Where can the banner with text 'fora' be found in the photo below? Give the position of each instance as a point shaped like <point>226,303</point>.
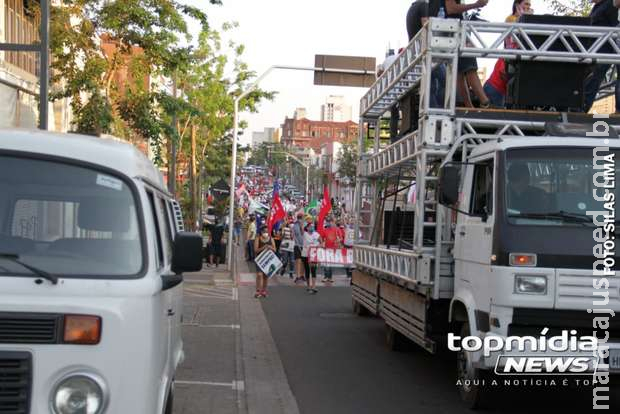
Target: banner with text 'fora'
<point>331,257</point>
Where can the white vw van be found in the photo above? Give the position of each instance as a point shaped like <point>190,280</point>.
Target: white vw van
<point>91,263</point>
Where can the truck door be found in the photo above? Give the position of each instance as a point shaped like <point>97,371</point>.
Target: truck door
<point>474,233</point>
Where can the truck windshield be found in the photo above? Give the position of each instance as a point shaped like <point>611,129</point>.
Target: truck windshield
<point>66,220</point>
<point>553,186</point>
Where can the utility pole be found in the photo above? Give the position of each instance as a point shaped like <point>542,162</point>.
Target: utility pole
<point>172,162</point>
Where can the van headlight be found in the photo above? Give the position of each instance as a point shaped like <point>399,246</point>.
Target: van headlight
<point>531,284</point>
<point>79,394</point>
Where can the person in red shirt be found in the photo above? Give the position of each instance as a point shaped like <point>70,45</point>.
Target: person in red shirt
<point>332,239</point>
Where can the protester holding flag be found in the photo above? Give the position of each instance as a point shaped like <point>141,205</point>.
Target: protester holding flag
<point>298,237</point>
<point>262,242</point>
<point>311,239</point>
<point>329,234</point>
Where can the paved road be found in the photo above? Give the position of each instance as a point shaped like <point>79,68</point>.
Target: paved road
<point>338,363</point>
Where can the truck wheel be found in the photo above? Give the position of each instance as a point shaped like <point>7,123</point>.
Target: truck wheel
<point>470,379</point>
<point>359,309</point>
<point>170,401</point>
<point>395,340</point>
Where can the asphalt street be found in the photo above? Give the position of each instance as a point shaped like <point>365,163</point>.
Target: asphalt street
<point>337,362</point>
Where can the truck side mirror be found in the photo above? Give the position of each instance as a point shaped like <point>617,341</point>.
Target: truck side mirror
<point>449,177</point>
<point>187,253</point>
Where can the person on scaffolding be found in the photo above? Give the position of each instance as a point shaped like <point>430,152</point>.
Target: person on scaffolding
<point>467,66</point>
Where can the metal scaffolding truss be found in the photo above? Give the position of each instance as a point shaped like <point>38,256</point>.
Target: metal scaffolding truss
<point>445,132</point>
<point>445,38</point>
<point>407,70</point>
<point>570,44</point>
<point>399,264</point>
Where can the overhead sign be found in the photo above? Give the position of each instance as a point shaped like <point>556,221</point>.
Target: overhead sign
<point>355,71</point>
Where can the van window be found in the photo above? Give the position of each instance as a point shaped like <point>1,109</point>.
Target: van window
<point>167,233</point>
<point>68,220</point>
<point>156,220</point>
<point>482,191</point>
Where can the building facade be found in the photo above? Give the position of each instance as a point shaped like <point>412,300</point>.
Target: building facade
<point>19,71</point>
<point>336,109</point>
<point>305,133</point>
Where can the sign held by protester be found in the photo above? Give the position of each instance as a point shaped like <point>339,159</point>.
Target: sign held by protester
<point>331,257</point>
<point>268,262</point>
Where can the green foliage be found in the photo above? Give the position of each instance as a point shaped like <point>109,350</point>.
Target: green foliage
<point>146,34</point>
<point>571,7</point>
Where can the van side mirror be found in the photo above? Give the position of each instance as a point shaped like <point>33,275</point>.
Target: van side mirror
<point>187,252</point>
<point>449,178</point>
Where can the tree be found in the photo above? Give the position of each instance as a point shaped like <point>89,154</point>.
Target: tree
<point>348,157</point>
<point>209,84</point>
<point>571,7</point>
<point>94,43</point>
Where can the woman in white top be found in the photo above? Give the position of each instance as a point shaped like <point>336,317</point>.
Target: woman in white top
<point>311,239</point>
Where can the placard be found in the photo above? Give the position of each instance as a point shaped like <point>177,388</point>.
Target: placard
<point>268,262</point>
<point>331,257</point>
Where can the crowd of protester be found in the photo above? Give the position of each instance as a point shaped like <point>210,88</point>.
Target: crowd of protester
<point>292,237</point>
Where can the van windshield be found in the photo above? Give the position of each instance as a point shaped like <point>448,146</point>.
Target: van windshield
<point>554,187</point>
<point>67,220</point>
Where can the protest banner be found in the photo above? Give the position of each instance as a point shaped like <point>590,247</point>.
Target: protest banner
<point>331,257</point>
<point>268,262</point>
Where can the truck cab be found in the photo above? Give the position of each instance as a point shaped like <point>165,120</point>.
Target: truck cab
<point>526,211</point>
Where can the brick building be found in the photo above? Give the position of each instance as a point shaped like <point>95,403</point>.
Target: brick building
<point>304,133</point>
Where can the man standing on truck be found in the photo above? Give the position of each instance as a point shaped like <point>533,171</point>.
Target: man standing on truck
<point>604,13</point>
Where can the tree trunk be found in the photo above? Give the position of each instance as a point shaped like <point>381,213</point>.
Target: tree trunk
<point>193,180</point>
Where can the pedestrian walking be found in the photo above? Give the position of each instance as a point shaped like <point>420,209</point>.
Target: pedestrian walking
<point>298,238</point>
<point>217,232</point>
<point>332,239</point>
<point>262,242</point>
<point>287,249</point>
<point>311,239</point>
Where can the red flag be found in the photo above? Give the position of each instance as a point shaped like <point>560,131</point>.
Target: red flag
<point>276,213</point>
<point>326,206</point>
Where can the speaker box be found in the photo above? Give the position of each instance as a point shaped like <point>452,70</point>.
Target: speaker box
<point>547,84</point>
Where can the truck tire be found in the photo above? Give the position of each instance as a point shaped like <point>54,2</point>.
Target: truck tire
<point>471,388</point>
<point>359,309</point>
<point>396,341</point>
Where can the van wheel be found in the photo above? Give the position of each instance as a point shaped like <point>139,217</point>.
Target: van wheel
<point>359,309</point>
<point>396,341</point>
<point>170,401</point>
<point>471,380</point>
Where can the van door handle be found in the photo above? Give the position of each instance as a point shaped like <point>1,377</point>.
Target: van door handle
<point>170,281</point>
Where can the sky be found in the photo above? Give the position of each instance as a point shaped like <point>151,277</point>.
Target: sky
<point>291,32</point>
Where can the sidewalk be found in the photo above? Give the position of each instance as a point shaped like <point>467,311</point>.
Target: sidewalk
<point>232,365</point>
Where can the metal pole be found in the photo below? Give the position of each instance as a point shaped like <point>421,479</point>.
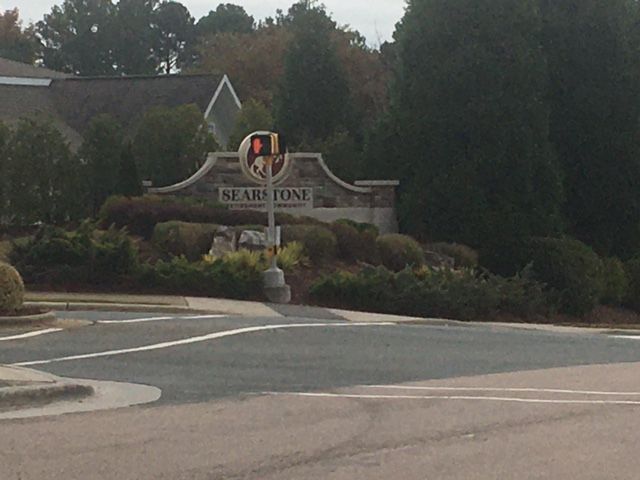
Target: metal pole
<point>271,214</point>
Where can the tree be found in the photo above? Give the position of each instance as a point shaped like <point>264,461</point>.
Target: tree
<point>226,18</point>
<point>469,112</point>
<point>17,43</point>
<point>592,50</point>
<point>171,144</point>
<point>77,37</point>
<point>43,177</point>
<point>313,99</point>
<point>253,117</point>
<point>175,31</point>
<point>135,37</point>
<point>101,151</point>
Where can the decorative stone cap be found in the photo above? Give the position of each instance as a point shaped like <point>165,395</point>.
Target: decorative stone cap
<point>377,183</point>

* * *

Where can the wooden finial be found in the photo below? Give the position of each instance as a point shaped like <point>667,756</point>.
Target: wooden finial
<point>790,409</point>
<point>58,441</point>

TASK OBJECTIVE: Send back an exact copy of only the lines from the line with "Target: utility pole" up to and including the line with "Where can the overhead" in the data above.

REPLY TO THE TASK:
Target: utility pole
<point>172,162</point>
Where can the van headlight be found in the photo above? Give the position of each instance as a point shaped like <point>399,246</point>.
Target: van headlight
<point>531,284</point>
<point>79,394</point>
Where can the person in red shirt be found in the photo above? Give the position of each instance as a point shaped like <point>70,45</point>.
Target: person in red shirt
<point>332,239</point>
Where can the protester holding flag be found in the photo above? Give the position of each instance as a point shaped like <point>141,205</point>.
Target: protester holding flag
<point>298,237</point>
<point>262,242</point>
<point>311,239</point>
<point>329,234</point>
Where can the paved road be found in the photo above? Give the position of each instance as a point shaped like <point>79,68</point>.
Target: paved road
<point>338,363</point>
Where can the truck wheel be found in the photo above? Give the position of each instance as a point shaped like <point>7,123</point>.
Target: truck wheel
<point>470,379</point>
<point>359,309</point>
<point>170,401</point>
<point>395,340</point>
Where can the asphalt street be found in the photo above? Give the position of each instance as a point shaped like <point>365,163</point>.
Target: asphalt street
<point>337,362</point>
Where can the truck side mirror be found in the photo above? Give the position of each instance as a point shaped like <point>617,341</point>.
Target: truck side mirror
<point>449,177</point>
<point>187,253</point>
Where can the person on scaffolding be found in the photo above? Give the position of each instance as a point shaped like <point>430,152</point>.
Target: person on scaffolding
<point>467,66</point>
Where can the metal scaffolding truss be found in the photo above? Give the position of each instance as a point shaped like <point>38,256</point>.
Target: metal scaffolding truss
<point>445,132</point>
<point>445,38</point>
<point>407,70</point>
<point>570,44</point>
<point>399,264</point>
Where can the overhead sign be found in the photo above? Give the position of each instance as a point shaped like <point>556,221</point>.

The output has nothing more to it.